··· Source data ···
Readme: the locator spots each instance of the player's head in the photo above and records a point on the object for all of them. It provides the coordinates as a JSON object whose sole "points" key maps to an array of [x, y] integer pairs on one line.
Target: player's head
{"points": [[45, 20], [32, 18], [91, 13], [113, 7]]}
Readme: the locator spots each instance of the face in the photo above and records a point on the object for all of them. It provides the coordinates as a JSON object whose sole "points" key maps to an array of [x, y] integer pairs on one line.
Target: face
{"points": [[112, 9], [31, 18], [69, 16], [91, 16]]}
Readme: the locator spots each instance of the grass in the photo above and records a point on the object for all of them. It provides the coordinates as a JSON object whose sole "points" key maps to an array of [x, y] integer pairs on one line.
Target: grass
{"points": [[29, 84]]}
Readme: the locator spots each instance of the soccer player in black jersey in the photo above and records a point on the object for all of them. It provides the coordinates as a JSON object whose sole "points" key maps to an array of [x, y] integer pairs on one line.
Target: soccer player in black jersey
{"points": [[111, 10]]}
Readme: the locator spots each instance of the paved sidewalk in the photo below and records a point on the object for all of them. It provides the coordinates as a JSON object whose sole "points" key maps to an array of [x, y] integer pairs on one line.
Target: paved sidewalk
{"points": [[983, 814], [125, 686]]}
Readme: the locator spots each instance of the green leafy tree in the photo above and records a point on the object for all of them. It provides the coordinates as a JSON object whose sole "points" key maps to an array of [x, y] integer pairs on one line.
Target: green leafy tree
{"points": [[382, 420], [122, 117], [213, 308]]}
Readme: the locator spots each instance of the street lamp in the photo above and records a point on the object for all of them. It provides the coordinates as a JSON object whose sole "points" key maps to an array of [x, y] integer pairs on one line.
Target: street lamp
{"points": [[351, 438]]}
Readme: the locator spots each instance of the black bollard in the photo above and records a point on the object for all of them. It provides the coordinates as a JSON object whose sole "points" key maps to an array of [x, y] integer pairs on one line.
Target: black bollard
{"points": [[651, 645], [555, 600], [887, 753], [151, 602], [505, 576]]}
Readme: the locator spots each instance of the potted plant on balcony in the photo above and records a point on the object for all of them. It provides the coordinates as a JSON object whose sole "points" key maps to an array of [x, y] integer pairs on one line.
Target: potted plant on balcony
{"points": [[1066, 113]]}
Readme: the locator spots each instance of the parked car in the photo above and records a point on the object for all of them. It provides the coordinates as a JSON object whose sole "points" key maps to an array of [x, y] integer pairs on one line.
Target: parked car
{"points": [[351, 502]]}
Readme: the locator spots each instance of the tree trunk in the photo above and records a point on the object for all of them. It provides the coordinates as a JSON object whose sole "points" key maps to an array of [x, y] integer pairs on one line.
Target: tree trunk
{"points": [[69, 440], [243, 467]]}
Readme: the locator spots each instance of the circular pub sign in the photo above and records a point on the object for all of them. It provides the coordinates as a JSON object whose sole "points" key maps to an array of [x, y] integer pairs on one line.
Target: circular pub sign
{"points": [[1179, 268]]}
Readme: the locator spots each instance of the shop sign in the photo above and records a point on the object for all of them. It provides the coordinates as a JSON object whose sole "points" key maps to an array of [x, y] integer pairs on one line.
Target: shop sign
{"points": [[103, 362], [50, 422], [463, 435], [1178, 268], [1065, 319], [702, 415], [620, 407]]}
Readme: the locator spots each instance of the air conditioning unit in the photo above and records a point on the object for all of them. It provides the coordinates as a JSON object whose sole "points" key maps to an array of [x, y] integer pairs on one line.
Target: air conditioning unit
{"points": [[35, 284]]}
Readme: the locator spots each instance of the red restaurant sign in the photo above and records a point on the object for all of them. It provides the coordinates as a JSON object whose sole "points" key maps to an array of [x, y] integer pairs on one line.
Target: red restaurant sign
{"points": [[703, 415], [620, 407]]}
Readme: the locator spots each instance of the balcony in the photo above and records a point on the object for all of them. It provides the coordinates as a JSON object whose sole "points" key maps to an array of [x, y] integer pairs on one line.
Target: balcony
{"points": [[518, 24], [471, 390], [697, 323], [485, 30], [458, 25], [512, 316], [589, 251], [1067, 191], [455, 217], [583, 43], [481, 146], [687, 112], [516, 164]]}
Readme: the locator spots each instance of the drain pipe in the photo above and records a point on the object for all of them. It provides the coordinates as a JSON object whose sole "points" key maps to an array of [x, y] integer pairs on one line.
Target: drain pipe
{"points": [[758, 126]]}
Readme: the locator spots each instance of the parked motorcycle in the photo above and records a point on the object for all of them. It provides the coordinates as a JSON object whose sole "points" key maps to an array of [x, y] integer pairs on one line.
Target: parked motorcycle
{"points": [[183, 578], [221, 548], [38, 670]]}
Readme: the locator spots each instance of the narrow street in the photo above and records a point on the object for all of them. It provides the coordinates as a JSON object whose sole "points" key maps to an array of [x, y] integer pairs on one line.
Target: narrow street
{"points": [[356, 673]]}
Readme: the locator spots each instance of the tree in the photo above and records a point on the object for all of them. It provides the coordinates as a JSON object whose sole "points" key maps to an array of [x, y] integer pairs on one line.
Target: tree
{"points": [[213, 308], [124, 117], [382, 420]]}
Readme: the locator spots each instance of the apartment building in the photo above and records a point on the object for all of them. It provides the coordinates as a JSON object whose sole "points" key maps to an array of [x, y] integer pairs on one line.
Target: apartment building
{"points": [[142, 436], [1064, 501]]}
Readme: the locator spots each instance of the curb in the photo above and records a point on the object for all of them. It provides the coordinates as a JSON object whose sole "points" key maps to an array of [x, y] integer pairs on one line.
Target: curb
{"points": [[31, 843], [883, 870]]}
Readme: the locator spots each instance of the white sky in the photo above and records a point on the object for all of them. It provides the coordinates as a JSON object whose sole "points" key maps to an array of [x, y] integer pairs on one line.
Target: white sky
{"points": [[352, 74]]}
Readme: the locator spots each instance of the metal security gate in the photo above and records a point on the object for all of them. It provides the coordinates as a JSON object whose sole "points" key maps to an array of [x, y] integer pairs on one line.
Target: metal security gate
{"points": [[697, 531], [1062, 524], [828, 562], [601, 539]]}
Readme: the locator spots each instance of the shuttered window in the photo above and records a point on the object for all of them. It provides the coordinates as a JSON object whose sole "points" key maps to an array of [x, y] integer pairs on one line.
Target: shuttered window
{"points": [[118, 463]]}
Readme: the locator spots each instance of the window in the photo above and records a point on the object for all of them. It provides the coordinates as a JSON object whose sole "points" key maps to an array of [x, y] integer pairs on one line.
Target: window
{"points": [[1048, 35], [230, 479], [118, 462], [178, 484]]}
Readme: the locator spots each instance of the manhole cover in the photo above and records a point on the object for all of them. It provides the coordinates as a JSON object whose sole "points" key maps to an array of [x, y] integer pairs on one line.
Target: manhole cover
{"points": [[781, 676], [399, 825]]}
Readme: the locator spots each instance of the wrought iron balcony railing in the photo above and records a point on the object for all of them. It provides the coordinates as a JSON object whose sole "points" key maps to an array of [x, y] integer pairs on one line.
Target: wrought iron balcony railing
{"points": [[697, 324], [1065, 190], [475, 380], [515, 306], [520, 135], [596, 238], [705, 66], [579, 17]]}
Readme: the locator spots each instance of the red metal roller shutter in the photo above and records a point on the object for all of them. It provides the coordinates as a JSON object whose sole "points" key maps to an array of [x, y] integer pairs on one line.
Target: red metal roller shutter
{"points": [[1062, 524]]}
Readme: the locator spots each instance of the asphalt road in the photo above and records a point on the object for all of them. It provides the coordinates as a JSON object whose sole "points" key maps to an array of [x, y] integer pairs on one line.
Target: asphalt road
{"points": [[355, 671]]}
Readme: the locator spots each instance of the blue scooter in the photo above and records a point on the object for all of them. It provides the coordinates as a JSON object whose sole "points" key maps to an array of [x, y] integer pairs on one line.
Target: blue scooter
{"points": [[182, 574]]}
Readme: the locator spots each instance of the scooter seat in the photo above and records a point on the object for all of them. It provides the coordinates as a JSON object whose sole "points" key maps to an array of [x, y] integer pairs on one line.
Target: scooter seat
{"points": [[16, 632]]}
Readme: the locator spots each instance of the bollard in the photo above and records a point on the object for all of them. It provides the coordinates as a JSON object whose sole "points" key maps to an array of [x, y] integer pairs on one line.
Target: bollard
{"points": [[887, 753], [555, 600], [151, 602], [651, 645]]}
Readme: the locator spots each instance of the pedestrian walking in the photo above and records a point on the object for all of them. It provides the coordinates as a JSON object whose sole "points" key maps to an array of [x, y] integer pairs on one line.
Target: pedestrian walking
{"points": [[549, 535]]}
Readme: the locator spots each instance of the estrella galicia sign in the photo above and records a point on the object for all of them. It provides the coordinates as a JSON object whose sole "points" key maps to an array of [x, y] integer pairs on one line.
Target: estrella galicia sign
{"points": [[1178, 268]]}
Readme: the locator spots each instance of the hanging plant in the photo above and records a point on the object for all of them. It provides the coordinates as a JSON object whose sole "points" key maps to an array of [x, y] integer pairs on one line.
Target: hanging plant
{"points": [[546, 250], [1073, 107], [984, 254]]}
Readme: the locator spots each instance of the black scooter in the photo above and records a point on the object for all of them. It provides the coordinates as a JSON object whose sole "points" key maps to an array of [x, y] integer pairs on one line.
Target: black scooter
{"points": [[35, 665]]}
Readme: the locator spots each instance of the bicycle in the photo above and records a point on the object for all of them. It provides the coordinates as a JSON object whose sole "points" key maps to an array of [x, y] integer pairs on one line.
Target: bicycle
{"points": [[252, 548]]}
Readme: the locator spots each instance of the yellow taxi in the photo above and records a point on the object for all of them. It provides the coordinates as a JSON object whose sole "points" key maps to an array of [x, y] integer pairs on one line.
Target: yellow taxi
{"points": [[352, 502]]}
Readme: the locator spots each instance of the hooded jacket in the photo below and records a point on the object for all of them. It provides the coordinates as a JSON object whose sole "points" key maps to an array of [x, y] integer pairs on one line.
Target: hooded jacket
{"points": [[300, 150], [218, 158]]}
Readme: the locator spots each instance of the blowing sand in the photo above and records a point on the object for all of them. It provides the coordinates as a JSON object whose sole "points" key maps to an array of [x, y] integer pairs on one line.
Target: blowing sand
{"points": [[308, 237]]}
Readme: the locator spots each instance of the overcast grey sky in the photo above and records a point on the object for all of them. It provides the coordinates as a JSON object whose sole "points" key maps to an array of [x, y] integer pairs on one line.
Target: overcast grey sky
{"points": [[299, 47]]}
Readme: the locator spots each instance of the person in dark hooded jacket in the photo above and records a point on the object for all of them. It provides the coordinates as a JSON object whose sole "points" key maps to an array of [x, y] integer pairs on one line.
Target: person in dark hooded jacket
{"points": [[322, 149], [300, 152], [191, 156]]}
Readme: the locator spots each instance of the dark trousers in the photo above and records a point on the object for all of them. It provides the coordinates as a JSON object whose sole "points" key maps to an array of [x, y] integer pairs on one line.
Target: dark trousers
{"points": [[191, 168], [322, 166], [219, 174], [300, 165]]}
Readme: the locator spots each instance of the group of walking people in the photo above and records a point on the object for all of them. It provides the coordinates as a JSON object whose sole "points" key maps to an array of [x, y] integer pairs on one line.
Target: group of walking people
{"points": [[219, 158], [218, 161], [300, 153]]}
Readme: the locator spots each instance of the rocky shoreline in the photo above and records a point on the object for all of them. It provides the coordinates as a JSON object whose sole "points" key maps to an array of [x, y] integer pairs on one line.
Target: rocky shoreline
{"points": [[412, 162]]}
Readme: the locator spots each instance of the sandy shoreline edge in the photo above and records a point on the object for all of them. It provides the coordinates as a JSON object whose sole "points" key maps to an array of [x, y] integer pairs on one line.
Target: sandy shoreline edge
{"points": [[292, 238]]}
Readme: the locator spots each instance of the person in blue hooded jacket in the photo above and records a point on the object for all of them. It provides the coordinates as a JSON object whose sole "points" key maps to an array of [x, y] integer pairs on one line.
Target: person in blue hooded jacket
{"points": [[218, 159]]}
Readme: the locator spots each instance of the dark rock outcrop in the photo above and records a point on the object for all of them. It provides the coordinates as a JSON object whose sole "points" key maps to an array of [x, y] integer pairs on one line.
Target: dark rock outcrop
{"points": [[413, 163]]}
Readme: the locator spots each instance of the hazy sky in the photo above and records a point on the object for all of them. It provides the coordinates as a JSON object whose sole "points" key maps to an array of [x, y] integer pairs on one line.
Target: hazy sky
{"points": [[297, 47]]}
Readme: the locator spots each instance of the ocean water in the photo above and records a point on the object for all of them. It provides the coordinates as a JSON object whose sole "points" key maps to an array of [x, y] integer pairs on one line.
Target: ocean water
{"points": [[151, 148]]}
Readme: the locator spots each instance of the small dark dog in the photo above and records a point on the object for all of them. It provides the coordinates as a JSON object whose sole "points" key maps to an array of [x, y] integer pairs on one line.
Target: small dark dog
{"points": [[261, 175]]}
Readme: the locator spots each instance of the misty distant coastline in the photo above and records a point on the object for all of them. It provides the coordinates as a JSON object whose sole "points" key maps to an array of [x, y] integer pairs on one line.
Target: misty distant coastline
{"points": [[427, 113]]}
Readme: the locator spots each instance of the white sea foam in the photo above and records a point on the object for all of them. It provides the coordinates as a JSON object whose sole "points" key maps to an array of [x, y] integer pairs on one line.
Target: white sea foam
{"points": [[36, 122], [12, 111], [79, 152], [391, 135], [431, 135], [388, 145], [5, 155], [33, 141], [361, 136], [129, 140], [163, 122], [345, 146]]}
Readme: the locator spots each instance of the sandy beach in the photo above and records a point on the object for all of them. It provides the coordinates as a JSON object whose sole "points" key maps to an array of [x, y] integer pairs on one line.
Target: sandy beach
···
The output should be exactly the lines above from the line containing "Target: shuttered window" to the line containing "Readme: the locator spots each instance of the window", inclusive, with no other lines.

(Solved exercise):
Target: shuttered window
{"points": [[118, 463]]}
Readme: the locator spots each instance of the window in the photo above and records a point on the object for all of them. It provides the coordinates as a JSON object whose sole "points" key maps to an array of [x, y] integer pairs on one line.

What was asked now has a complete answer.